_Task requirements:_ Please locate every line in the records below that holds the string "metal" and copy each such line. Case counts.

_Source records:_
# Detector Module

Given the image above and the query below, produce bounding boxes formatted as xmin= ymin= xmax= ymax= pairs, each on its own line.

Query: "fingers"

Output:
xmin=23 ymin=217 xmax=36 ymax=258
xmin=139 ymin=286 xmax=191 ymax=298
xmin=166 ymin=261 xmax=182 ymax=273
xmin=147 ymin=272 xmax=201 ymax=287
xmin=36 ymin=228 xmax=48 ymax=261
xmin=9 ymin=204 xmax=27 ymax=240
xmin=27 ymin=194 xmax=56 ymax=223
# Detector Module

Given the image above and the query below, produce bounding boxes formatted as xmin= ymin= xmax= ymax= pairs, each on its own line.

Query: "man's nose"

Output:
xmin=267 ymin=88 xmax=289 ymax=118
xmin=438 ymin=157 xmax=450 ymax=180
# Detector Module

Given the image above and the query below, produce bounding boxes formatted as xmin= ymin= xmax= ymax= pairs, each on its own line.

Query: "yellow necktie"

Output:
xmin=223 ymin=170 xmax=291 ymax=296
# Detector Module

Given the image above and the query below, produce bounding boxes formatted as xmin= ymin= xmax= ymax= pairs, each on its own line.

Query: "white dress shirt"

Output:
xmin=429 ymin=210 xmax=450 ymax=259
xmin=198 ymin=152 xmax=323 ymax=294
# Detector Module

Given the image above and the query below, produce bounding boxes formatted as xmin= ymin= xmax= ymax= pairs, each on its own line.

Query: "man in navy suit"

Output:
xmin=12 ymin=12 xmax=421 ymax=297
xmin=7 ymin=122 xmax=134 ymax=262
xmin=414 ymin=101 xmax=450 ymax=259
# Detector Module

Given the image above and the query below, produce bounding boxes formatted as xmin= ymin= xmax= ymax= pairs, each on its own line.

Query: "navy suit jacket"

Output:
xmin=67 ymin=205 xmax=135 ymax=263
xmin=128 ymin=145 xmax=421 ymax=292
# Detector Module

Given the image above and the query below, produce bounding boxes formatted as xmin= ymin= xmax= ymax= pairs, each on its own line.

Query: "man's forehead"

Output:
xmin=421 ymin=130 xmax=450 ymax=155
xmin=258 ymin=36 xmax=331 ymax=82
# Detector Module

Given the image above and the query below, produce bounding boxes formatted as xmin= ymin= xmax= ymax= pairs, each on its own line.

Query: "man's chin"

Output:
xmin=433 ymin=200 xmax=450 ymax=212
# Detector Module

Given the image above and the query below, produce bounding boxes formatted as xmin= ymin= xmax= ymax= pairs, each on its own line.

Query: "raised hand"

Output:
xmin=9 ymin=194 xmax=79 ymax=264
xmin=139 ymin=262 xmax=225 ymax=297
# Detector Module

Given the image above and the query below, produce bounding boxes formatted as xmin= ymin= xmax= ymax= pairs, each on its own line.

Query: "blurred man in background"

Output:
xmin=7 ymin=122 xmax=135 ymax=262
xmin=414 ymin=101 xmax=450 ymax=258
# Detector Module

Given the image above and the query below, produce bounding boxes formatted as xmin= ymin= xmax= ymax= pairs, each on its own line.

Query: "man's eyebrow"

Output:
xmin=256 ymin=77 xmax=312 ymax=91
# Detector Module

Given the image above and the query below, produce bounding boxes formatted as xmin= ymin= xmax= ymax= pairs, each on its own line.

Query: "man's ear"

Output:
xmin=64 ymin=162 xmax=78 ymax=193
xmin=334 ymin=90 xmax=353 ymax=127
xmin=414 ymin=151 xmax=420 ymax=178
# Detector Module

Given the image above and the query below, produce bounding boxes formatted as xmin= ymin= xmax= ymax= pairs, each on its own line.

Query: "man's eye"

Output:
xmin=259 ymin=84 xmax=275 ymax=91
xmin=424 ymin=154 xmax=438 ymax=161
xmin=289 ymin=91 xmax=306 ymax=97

==

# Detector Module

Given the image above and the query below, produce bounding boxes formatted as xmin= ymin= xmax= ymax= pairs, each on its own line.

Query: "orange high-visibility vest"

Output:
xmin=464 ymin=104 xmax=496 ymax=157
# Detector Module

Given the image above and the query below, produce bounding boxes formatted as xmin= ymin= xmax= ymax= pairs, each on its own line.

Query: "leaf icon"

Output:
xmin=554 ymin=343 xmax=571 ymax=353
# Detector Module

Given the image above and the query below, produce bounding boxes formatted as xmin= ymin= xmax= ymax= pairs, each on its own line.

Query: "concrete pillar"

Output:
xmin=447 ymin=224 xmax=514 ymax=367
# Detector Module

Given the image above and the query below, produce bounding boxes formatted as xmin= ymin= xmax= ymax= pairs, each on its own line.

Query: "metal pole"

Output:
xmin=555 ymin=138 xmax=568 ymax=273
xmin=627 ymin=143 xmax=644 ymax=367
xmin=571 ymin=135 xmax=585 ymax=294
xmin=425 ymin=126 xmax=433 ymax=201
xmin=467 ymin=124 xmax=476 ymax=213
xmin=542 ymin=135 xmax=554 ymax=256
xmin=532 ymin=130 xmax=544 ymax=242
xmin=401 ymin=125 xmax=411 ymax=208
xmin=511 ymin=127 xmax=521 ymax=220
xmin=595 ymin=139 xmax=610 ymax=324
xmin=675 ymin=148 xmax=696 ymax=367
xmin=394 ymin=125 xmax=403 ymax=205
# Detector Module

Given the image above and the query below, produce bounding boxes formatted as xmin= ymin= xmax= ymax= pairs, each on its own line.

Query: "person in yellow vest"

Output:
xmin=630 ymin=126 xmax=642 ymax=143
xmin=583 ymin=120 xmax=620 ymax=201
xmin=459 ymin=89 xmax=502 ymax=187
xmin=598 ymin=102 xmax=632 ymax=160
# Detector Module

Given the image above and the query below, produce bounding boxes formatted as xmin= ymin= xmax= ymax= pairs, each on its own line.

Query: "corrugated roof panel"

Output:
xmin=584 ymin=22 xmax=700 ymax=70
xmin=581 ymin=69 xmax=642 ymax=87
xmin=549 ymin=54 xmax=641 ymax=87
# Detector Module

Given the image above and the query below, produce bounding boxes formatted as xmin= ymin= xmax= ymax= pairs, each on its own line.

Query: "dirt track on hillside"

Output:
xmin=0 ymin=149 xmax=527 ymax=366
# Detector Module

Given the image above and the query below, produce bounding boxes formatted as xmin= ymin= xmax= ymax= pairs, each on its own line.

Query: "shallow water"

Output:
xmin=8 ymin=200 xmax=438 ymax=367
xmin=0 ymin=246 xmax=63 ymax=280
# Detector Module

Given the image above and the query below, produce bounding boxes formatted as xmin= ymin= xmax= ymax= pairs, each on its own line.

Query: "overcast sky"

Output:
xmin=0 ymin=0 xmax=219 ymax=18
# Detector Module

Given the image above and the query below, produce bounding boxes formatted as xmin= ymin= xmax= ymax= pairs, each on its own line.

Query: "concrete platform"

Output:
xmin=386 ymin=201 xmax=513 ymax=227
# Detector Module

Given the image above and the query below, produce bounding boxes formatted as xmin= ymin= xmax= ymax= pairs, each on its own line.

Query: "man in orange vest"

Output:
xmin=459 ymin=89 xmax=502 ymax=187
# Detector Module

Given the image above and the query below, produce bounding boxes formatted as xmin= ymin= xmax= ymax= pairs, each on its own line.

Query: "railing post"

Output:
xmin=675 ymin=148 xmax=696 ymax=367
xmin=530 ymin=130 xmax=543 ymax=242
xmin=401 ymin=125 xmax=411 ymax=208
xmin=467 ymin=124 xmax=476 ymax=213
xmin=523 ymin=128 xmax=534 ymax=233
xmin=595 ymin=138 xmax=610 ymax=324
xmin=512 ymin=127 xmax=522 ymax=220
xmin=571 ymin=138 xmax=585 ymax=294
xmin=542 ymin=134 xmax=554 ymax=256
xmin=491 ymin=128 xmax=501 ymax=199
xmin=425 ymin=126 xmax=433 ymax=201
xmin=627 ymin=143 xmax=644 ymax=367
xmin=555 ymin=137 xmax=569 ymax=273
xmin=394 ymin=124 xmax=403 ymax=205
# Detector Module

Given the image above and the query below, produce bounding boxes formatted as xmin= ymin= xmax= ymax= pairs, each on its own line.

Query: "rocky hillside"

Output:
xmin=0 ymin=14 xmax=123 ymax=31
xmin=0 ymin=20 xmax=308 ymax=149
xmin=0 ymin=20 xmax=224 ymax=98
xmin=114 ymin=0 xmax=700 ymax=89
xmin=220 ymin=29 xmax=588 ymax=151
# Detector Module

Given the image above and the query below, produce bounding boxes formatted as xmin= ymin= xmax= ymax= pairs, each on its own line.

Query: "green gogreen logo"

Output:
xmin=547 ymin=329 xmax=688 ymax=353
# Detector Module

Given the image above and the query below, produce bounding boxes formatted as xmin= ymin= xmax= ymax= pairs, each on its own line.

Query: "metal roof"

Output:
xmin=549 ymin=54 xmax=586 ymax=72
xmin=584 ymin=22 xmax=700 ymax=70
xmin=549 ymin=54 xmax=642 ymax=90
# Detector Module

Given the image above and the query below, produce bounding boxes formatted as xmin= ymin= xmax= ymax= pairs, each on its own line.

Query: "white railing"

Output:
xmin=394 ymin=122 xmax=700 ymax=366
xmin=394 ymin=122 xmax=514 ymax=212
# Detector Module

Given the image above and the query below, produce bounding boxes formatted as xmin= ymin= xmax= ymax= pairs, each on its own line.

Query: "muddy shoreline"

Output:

...

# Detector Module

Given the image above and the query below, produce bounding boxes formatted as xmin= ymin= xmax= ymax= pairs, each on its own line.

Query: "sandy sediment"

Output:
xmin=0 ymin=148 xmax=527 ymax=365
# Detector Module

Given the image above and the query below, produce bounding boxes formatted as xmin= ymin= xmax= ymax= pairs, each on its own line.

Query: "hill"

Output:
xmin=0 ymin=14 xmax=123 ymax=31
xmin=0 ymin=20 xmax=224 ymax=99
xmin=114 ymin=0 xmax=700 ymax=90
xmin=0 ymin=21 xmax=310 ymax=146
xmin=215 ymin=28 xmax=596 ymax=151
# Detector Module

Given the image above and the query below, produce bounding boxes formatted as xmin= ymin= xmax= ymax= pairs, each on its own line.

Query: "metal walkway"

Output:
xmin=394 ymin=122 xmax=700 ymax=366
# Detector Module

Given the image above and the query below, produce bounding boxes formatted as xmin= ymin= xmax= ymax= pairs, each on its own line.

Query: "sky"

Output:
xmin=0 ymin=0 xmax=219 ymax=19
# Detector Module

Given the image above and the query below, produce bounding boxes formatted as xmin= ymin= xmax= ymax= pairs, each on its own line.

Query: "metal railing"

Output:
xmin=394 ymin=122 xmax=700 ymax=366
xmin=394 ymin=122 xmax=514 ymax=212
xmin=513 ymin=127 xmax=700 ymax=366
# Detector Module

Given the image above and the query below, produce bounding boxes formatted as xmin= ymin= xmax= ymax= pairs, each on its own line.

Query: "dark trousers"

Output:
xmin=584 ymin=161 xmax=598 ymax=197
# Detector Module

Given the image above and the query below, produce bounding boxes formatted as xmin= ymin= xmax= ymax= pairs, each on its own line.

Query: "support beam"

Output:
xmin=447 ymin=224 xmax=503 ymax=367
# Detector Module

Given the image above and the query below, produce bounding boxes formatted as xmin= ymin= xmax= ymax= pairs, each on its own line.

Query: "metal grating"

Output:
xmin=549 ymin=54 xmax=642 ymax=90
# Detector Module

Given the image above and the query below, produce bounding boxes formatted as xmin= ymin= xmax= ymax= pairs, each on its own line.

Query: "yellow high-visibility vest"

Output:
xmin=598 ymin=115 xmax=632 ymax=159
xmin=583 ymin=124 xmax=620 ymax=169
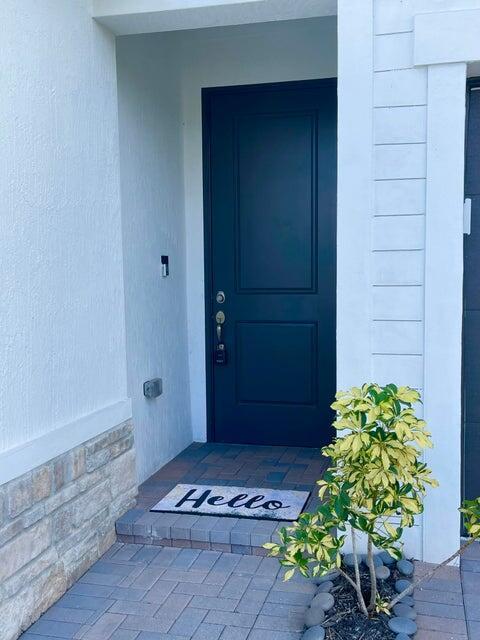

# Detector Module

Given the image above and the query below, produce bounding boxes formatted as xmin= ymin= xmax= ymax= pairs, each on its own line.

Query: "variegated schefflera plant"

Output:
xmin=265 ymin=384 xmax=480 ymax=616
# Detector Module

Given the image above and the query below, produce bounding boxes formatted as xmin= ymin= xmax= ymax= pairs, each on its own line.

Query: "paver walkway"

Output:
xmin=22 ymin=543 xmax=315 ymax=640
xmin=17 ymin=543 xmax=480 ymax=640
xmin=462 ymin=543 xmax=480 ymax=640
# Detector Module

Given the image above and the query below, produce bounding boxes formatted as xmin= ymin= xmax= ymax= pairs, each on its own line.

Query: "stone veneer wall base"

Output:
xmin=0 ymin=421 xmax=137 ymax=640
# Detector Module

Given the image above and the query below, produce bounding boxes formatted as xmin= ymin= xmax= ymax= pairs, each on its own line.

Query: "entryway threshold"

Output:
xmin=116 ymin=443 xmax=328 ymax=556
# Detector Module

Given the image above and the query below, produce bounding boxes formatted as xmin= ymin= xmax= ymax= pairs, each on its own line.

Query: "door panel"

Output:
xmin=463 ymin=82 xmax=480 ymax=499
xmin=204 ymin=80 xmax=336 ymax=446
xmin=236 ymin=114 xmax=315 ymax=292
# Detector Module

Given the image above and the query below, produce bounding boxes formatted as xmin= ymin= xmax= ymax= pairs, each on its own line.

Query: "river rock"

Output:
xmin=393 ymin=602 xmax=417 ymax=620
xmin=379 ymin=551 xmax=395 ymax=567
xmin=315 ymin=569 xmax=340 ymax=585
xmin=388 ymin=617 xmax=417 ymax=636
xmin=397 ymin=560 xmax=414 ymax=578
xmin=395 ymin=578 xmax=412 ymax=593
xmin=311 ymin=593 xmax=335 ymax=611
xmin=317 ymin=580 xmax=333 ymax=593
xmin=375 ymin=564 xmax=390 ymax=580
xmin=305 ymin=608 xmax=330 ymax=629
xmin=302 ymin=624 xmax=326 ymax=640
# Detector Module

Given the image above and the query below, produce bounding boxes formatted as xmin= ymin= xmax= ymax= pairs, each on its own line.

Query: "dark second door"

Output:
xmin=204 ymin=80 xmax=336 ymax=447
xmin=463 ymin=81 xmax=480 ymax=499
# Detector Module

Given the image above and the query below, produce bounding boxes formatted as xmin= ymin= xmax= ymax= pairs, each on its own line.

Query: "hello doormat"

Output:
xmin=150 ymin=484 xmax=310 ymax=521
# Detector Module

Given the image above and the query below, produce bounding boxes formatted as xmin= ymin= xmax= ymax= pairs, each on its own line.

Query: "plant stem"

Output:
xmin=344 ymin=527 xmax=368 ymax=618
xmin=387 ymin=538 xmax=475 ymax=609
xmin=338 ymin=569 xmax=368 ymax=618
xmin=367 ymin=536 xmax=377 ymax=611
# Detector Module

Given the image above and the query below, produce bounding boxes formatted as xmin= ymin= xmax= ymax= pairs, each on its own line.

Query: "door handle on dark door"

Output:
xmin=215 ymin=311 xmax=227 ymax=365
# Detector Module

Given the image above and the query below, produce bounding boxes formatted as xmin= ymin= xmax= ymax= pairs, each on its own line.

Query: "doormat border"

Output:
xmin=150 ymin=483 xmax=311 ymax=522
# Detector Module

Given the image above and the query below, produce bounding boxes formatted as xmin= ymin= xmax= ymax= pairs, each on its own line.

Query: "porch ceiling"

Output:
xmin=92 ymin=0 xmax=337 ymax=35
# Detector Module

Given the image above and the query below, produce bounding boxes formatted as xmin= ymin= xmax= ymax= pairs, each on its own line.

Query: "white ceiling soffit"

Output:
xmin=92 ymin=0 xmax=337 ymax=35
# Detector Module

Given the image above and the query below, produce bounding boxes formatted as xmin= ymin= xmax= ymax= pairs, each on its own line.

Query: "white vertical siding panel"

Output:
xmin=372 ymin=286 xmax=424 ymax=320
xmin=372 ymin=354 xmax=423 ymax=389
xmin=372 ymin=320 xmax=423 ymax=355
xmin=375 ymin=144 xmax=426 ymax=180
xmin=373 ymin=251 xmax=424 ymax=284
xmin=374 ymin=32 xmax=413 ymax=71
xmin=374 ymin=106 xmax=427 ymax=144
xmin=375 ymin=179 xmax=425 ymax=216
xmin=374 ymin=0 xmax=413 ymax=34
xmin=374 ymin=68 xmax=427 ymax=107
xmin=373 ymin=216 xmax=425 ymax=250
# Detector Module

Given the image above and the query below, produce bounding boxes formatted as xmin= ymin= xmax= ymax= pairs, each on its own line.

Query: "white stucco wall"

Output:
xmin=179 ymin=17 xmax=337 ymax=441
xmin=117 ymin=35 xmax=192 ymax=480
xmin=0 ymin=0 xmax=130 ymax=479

_Response below:_
Query: "metal pole"
Query: "metal roof"
Query: "metal walkway"
Query: "metal railing"
Query: "metal grating"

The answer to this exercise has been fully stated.